▶ What is needed
Copy the items word for word, starting with the line that contains "clouds, that would help a great deal." and going on through the line that contains "MULTIPOLYGON (((3 188, 11". Leave the pictures out of your copy.

▶ Data in this exercise
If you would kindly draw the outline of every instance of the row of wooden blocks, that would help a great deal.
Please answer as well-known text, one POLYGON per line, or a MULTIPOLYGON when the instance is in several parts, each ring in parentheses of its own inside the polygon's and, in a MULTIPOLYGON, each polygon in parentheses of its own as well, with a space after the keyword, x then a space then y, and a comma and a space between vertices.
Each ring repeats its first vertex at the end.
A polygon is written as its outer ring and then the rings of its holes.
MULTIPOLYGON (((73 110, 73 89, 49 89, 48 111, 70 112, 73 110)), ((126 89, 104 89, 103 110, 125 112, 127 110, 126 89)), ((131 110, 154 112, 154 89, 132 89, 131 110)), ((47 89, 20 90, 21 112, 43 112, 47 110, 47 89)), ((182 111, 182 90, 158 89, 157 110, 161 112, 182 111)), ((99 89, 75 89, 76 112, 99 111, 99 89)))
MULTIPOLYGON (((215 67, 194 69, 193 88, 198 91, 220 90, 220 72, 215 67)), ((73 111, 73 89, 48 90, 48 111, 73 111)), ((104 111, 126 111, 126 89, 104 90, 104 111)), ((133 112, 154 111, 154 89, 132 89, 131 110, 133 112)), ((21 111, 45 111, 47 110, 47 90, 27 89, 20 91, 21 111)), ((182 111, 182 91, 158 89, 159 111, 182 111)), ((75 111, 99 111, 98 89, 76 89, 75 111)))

* * *

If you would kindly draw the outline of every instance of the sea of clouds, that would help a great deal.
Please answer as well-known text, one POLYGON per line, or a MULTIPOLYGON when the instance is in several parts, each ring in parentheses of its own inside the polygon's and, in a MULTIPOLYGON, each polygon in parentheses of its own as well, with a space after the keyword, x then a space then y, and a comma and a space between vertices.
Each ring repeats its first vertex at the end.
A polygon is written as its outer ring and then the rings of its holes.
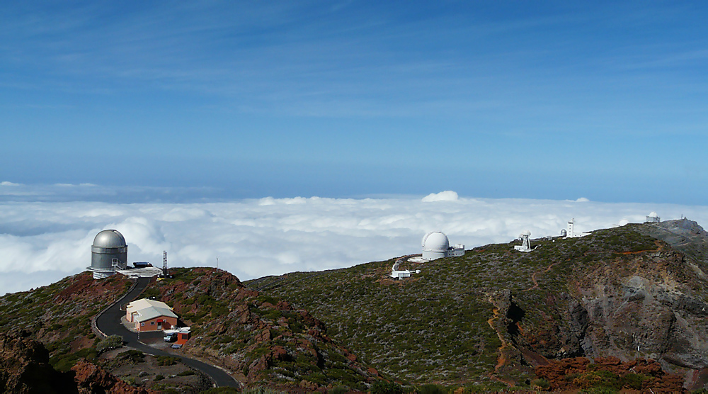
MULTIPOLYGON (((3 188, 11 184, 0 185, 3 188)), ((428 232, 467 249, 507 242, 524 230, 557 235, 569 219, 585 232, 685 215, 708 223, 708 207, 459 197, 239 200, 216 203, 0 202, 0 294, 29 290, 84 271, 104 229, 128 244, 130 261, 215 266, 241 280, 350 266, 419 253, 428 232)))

▶ Final result
If you would kindly draw the outline of every instance of the sea of clouds, that would help a great deal.
Please answer as well-known text, one POLYGON per line, or a MULTIPOLYGON when the instance is in several parts, each ring in parentheses of its own inside the polygon's and, in a MULTIPOLYGON, each polygon in parentheses of its own as well, with a space after the keyword, x then a space then y, and a comma and a space between vertices.
Each ring repeats its first vertex at the end.
A polygon is written as its outer ring and then the rings of its holes.
MULTIPOLYGON (((3 188, 11 184, 0 185, 3 188)), ((428 232, 467 249, 507 242, 524 230, 557 235, 569 219, 585 232, 685 215, 708 223, 708 207, 459 197, 239 200, 216 203, 0 202, 0 294, 29 290, 84 271, 104 229, 128 244, 130 261, 215 266, 241 280, 350 266, 419 253, 428 232)))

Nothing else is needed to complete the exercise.